* **WRITTEN REQUEST**: Rewrite each line of the listing below as an item in a numbered list, leaving out any blank lines.

* **WORKING DATA**:
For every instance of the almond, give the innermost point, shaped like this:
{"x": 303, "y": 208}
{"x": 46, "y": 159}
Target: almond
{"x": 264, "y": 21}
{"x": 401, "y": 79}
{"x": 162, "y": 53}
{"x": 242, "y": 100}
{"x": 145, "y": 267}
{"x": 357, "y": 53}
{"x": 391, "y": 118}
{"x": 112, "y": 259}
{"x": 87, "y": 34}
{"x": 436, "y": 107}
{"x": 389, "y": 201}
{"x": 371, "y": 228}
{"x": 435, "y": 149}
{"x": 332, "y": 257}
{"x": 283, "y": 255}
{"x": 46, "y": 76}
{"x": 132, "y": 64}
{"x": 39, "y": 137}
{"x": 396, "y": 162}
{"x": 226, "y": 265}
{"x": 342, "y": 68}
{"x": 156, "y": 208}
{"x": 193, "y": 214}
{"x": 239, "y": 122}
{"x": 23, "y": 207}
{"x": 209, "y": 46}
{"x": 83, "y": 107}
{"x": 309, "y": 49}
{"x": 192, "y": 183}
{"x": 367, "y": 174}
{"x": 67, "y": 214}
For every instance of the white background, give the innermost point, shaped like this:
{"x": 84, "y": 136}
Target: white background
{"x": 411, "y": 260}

* **REPLY TO THE TASK**:
1. For every instance of the almond, give the innermost point, shaped like this:
2. {"x": 303, "y": 208}
3. {"x": 46, "y": 159}
4. Target: almond
5. {"x": 264, "y": 21}
6. {"x": 401, "y": 79}
7. {"x": 162, "y": 53}
8. {"x": 242, "y": 100}
9. {"x": 145, "y": 267}
10. {"x": 357, "y": 53}
11. {"x": 391, "y": 118}
12. {"x": 112, "y": 259}
13. {"x": 87, "y": 34}
14. {"x": 436, "y": 107}
15. {"x": 389, "y": 201}
16. {"x": 371, "y": 228}
17. {"x": 435, "y": 149}
18. {"x": 332, "y": 257}
19. {"x": 283, "y": 255}
20. {"x": 46, "y": 76}
21. {"x": 132, "y": 64}
22. {"x": 39, "y": 137}
23. {"x": 396, "y": 162}
24. {"x": 226, "y": 265}
25. {"x": 342, "y": 68}
26. {"x": 156, "y": 208}
27. {"x": 193, "y": 214}
28. {"x": 239, "y": 122}
29. {"x": 23, "y": 207}
30. {"x": 209, "y": 46}
31. {"x": 83, "y": 107}
32. {"x": 309, "y": 49}
33. {"x": 192, "y": 183}
34. {"x": 367, "y": 174}
35. {"x": 67, "y": 214}
36. For every instance of the white background, give the innermost point, shaped like this:
37. {"x": 84, "y": 136}
38. Target: white background
39. {"x": 411, "y": 260}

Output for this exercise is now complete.